WHAT IS BEING ASKED. Write out the records word for word, with no pictures.

________

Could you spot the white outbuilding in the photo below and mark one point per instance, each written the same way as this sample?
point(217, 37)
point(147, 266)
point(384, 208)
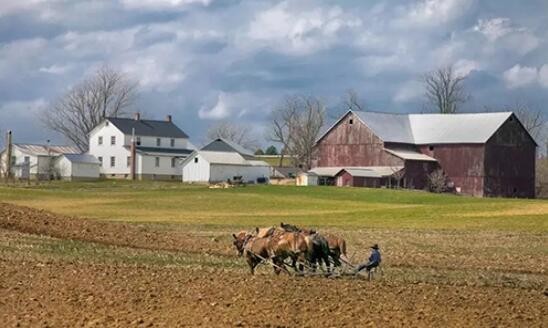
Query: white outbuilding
point(78, 167)
point(218, 166)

________

ANSWER IN FULL.
Could you spot the white outbuilding in the photo below and mark one point per instance, each written the same way as this sample?
point(217, 37)
point(147, 266)
point(384, 208)
Query: white outbuilding
point(78, 167)
point(218, 166)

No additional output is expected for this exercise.